**SET TASK 1**
How would you say the sentence "The waiter returned with our food." from the BSL stories in Spanish?
**SET TASK 2**
Rewrite the part of the BSL stories starting at "BSL Story 2" and ending at "bring her boyfriend.", replacing "coffee" with "tea".
**SET TASK 3**
What comes next in the BSL stories? Write the next part, picking up after the last sentence shown.

**SELECTION**
■ ■ ■ ■ ■ ■ ■

So I drove us there. When we got there we noticed how small it was. In the restaurant, a waiter named Robero approached us and took us to a table. He asked if we wanted anything to drink. I asked Ruby what she wanted and we agreed on red wine.
The waiter left to get the drinks. I opened the menu and decided I was going to order the ravioli. I asked Ruby what she wanted and she decided to have the spaghetti bolognese.
Whilst we were waiting for the waiter to return I felt a draft, and felt cold. I looked at the window and noticed that one of the panes of glass was missing. The waiter returned with glasses. I said we were getting cold from the draft and he just closed the curtains which was a bit odd.
He started to pour the wine but I noticed Ruby’s glass had a red mark around the edge of her glass. The waiter apologised and returned with a clean glass and poured some wine. He then took our order. I ordered ravioli and Ruby ordered spaghetti bolognese. The waiter left. As we chatted, it became noisy from children running about. One of them bumped my chair, it was terrible.
The waiter returned with our food. I picked up my knife and fork and noticed they were a bit mucky so I gave them a clean with my shirt. I started eating my ravioli but on closer inspection, I noticed I didn’t have a lot of meat in the ravioli parcels. I asked Ruby if hers was alright but she wasn’t happy because she found a hair in her food.
I called the waiter over and explained the food was awful. He asked what was wrong with it. I explained that Ruby found a hair in her food and that there wasn’t any actual meat in the ravioli. He said sorry and I asked him to take the food away. He asked what we wanted and I said I’ll just pay for the wine. He said that was ok, that’s £8.99. I paid for the wine and we left. I asked Ruby if she wanted to go another time. She said “no, never again”
BSL Story 2 translation:
I was renting until I finally managed to buy a house, at last! I moved all my furniture and other things into storage because the house I bought, needed a lot of repairs. I couldn’t use all the rooms. I had to use one room at the back (the dining room). I had to sleep, cook, eat, watch tv in one room and I had no shower or bathroom.
BSL Story 3 translation:
Late one night I was looking through old photos and I found one from when I was 10. . I had a red school jumper on. The name was Dundee School. I was with my best friend Sarah. I haven’t see Sarah for many years. Why? I’ve been busy with a new job. I was sad I lost touch with my friend. I thought I’d email to see if she wanted to meet up for a coffee at the new café in town.
She replied quickly and said she’d love to meet up but could she bring someone. I thought she wanted to bring her boyfriend.
In the café, I sat at a table with 3 chairs, then looked at the menu. I could see a woman with a baby in a pram struggling to open the door to the café. I got up to open the door and then went back to sit down at the table. The woman with the pram came over, I was surprised to see it was Sarah! I didn’t recognise her as I hadn’t seen her for such a long time. Her baby’s name was Stephen, blonde hair, big blue eyes.

■ ■ ■ ■ ■ ■ ■

**ROWS**
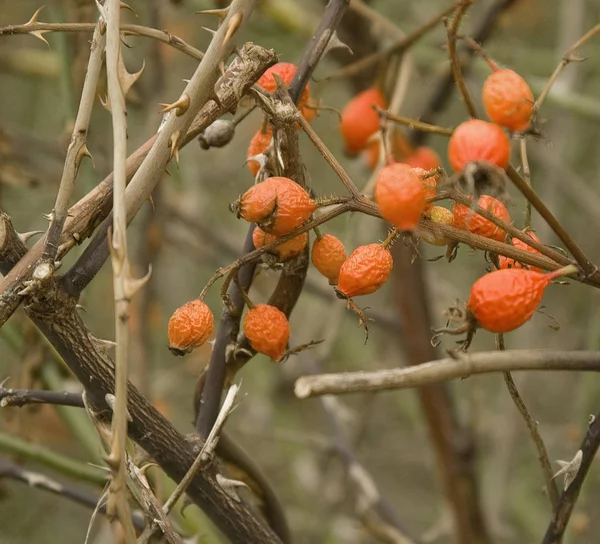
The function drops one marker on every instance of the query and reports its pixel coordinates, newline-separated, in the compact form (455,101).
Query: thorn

■ ■ ■ ■ ■ ■ ■

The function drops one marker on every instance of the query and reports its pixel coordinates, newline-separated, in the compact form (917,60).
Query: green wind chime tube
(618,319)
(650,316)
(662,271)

■ ■ ■ ■ ■ ■ ■

**WRITTEN RESPONSE 1**
El camarero volvió con nuestra comida.

**WRITTEN RESPONSE 2**
BSL Story 2 translation:
I was renting until I finally managed to buy a house, at last! I moved all my furniture and other things into storage because the house I bought, needed a lot of repairs. I couldn’t use all the rooms. I had to use one room at the back (the dining room). I had to sleep, cook, eat, watch tv in one room and I had no shower or bathroom.
BSL Story 3 translation:
Late one night I was looking through old photos and I found one from when I was 10. . I had a red school jumper on. The name was Dundee School. I was with my best friend Sarah. I haven’t see Sarah for many years. Why? I’ve been busy with a new job. I was sad I lost touch with my friend. I thought I’d email to see if she wanted to meet up for a tea at the new café in town.
She replied quickly and said she’d love to meet up but could she bring someone. I thought she wanted to bring her boyfriend.

**WRITTEN RESPONSE 3**
We chatted for hours and Sarah told me everything that had happened over the last year. She met her partner, who was originally from Germany and were instantly connected to each other. She became pregnant and was due to get married in 3 months’ time. She invited me to the wedding and of course, I said I would go. I asked her where she lived and I was surprised to learn that she lived just round the corner! I promised that we would see each other more frequently from now on.
BSL Story 4 translation:
It was my 40th birthday last month. I was feeling fed up. I had a new job in London. Moved to London from North York so I couldn’t go out with friends. I hadn’t received any birthday cards. I decided to stay later at work and then head home for a nice hot bath, drink wine and eat chocolates. Then watch tv and chill.
I finished work late, got home about 7.15pm. I tried to turn the lights on but they didn’t turn on. I went to the kitchen to get a new bulb but that didn’t work either. I checked outside and the street lights were on so thought it must be the fuse box that had tripped.
I went into the kitchen to find a candle, I looked in all the cupboards but couldn’t find one. I went back into the hall to find the fuse box. I felt my way along the hall but it was dark so I bumped my shoulder and my head. I was feeling really fed up.
Got to the cupboard and turned the lights on at the fuse book, then I heard ‘hello’ from my sister Maria.
She said she wouldn’t miss my 40th birthday! She gave me a big hug then we popped some champagne open.
BSL Story 5 Translation
Ages ago, I used to live in a small village near Swansea. There weren’t that many people that lived there, maybe 100 people and everyone knew each other. The village had a small hall where I would play badminton every Wednesday during the winter season. We were in a league and played other clubs, both home and away games.
In the summer, I played tennis when there were no league games.
One night I was playing an away game in Swansea. I drove there alone, as my wife had to stay to look after the children. The road was dark, with no street lights. I hit a dog, so I stopped, got out and had a look around. I didn’t have a torch with me so I wasn’t sure where it went. I don’t know if the dog was making a noise, as I am deaf I cant hear anything.
I spotted some houses nearby so I went to one of the houses and knocked on the door. A man came to the door. I explained that I had hit a dog out on the road. The dog was white with dark patches.
I couldn’t see the man’s face as the lights behind him put a shadow on his face. It turned out the dog was not his dog but his next door neighbour’s. We both went next door and a lady opened the door. I explained the situation. She was very nice about – she explained that the dog was hers and was always escaping the house.
Both the man and lady noticed that I was wearing my badminton top. I explained I was on my way to a game. They both told me to go and they would look for the dog. While I was driving I was still thinking about the dog and worried about it.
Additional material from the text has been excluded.